Wednesday 19 August 2009

Western imperialism after WW2

A major challenge for Cliff, arriving in Britain after World War Two, was explaining the relative lack of economic depravation. While there was still poverty, it clearly wasn't a re-run of the hungry 30s, an era of mass unemployment.

This was a puzzle because Trotsky, who died in 1940, had predicted a crisis for capitalism after the war. Orthodox Trotskyists assumed Trotsky must have been right so - despite the evidence of their own eyes - they clung to the belief that the system was entering, or about to enter, a crisis.

Posted item #12 'The permanent arms economy'

Cliff realised that if theory and reality don't match it must be the theory that's wrong - so he set about developing an explanation for the emerging post-war boom. Together with Michael Kidron, a young comrade in the International Socialists, he evolved an account - in the second half of the 1950s and early 60s - of postwar Western capitalism.

This account explained the boom, but also pointed to the system's underlying instability - the prosperity couldn't last forever, and at some stage there would be a return to the cycle of boom and slump. When the global economy entered recession in around 1973 Cliff and Kidron were proved absolutely right.

---*---

**Tasks to carry out:**
- A) Answer these questions using the blog post about Cliff and post-war capitalism:
(i) In what year did Trotsky die?
(ii) Who worked with Cliff on developing the account of postwar Western capitalism?
(iii) Around what year did the global economy enter recession?
- B) Rewrite the part of the blog post about Cliff and post-war capitalism that opens with the words containing "A major challenge" and closes with "of mass unemployment.", replacing "World War Two" with "the Second World War".
- C) Continue the blog post about Cliff and post-war capitalism from where it stops.
The material that comes next is taken from a different source than the blog post.

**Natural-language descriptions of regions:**

---*---

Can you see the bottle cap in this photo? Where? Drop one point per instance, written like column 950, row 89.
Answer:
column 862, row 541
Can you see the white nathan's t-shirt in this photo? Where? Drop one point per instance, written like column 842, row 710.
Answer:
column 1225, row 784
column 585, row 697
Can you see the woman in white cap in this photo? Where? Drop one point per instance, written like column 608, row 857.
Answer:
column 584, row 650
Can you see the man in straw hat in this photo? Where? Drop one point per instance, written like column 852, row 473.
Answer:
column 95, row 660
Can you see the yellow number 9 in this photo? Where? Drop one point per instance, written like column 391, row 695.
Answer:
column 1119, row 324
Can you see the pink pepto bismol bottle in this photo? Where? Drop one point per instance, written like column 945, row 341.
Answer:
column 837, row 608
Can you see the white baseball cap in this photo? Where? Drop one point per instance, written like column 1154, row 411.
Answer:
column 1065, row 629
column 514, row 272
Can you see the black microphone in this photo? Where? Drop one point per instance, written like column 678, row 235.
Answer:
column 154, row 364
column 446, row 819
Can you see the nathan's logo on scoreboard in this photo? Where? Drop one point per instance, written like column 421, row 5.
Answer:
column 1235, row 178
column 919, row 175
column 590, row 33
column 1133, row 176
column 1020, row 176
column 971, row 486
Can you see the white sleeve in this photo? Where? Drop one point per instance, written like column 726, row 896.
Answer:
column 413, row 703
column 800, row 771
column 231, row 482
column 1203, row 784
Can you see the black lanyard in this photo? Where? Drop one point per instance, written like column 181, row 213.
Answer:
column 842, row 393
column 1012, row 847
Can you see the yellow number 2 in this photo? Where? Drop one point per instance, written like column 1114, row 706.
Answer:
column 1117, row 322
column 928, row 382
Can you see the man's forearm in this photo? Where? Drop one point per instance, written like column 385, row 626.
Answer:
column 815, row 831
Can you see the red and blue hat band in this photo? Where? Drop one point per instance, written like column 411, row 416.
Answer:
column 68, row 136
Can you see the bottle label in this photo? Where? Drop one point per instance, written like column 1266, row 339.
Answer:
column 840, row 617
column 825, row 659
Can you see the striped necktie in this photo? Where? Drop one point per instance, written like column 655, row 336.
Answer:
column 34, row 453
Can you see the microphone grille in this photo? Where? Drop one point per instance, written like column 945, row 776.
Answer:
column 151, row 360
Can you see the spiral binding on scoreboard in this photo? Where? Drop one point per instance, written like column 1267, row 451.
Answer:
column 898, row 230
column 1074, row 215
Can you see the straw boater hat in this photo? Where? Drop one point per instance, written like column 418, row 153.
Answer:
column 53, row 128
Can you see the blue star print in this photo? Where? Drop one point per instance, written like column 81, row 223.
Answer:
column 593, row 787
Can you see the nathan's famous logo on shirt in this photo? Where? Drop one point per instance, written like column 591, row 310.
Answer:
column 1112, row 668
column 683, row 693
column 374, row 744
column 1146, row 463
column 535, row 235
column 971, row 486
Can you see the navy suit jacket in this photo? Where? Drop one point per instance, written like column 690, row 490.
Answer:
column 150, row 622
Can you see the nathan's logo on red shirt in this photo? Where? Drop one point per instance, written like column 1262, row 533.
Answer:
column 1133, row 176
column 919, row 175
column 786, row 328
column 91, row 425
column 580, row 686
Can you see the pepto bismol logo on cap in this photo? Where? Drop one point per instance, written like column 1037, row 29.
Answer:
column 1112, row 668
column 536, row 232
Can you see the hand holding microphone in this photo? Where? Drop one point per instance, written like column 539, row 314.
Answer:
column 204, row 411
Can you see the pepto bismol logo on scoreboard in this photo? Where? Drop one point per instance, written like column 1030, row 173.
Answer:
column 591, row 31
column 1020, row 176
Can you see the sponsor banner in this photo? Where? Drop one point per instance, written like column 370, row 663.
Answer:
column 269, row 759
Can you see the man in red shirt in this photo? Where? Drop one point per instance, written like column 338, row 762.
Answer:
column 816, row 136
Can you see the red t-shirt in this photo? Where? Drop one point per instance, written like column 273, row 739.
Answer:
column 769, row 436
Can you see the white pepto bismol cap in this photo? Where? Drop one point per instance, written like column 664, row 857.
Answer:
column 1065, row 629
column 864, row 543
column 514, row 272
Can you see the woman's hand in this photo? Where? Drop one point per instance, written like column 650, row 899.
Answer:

---*---

**Responses per task:**
- A)
(i) 1940
(ii) Michael Kidron
(iii) Around 1973

- B)
A major challenge for Cliff, arriving in Britain after the Second World War, was explaining the relative lack of economic depravation. While there was still poverty, it clearly wasn't a re-run of the hungry 30s, an era of mass unemployment.

- C)
Their account was labelled a 'theory of permanent arms economy', as it emphasised the role of mass investment in arms production - especially from the US, by now economically dominant - in sustaining the boom. Along with the theory of state capitalism (which explained the Soviet Union and Eastern Europe) and his account of 'deflected permanent revolution' (which made sense of changes in large parts of the 'Third World'), Cliff's analysis of Western post-war society provided an overall picture of the world system.

This theoretical troika enabled IS supporters to remain firm and consistent in a politically difficult climate. The left was dominated by supporters of offical Communism or those who subscribed to reformism - at a time of stability and prosperity for Western workers, there was little opening for a revolutionary anti-capitalist alternative. But the steadfastness and patient work of IS activists in the 50s and 60s laid the basis for larger-scale poltical interventions in the crisis-ridden 70s and beyond.